** Challenges **
A. Revise a passage of the article on the Trump administration's favored Muslim governments. Reproduce it from "Donald Trump Has" up to and including "countries for exclusion.", with "executive order" changed to "directive".
B. Answer these questions from the article on the Trump administration's favored Muslim governments:
(i) How many Muslims live in the U.S., according to the article?
(ii) Which publication explained Sebastian Gorka's core idea last month?
(iii) What idea did President George W. Bush's administration obsess over?

Donald Trump Has Already Picked His Favorite Muslims

The president's team has only nice things to say about Egypt, Jordan and the UAE.

WASHINGTON ― President Donald Trump says “Islam hates us.” Steve Bannon, Trump’s chief strategist and now a top National Security Council figure, sees himself as part of a multi-generational “Judeo-Christian West struggle against Islam.” White House adviser Stephen Miller believes Muslim immigration to the U.S. endangers American women.

Broad antipathy toward Islam ― the 3 million Muslims in the U.S. and the 1.6 billion Muslims around the world ― is a hallmark of the month-old Trump administration. On Monday, it launched a reboot of its controversial “Muslim ban” executive order, once again targeting citizens of Muslim-majority countries for exclusion.

But with less fanfare, the president and his advisers have repeatedly praised a troika of Muslim-led governments, explicitly arguing that working with them will serve some of Trump’s most controversial goals and implicitly using those relationships to suggest that he is tolerant of Islam.

The three regimes — Egypt, Jordan and the United Arab Emirates — are part of the loose web of traditional U.S. partners, but they stand out for the distinctive characteristics they share. Opaque cliques control the government, and unaccountable security services tightly regulate independent political activity ― particularly that of the transnational Muslim Brotherhood movement, which frequently calls for free elections ― in the name of patriotic loyalty. With their grip firm at home, these regimes focus on winning popularity abroad, running massive public relations campaigns to shape the global conversation about Islam and present themselves as Western-friendly moderates.

Strange as the idea of Trump and his administration choosing Muslim favorites may seem, these undemocratic governments are actually a perfect fit, and the president’s aides aren’t shy about saying so.

Sebastian Gorka, Trump’s most recent major national security hire and a proponent of the view that Islam’s teachings are fundamentally violent, sees the three countries as pivotal. “Gorka’s core idea is that the United States should partner with a shortlist of Muslim allies — Jordan, the United Arab Emirates, Egypt — that he describes as ‘secular’ or willing to separate Islam from the running of the state,” The Washington Post explained last month.

President George W. Bush’s administration obsessed over the idea of Muslim “improvability,” arguing that the Muslim-majority world was ripe for the imposition of American-style capitalist democracy. Under President Barack Obama, Muslim activism, from the 2011 Arab Spring protests to young Malala Yousafzai’s campaign for peace in Pakistan, won official U.S. government celebration.

** Data provided **
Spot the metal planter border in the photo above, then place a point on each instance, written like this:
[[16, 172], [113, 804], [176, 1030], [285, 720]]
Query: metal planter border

** Solutions **
A.
Donald Trump Has Already Picked His Favorite Muslims

The president's team has only nice things to say about Egypt, Jordan and the UAE.

WASHINGTON ― President Donald Trump says “Islam hates us.” Steve Bannon, Trump’s chief strategist and now a top National Security Council figure, sees himself as part of a multi-generational “Judeo-Christian West struggle against Islam.” White House adviser Stephen Miller believes Muslim immigration to the U.S. endangers American women.

Broad antipathy toward Islam ― the 3 million Muslims in the U.S. and the 1.6 billion Muslims around the world ― is a hallmark of the month-old Trump administration. On Monday, it launched a reboot of its controversial “Muslim ban” directive, once again targeting citizens of Muslim-majority countries for exclusion.

B.
(i) 3 million.
(ii) The Washington Post.
(iii) The idea of Muslim "improvability."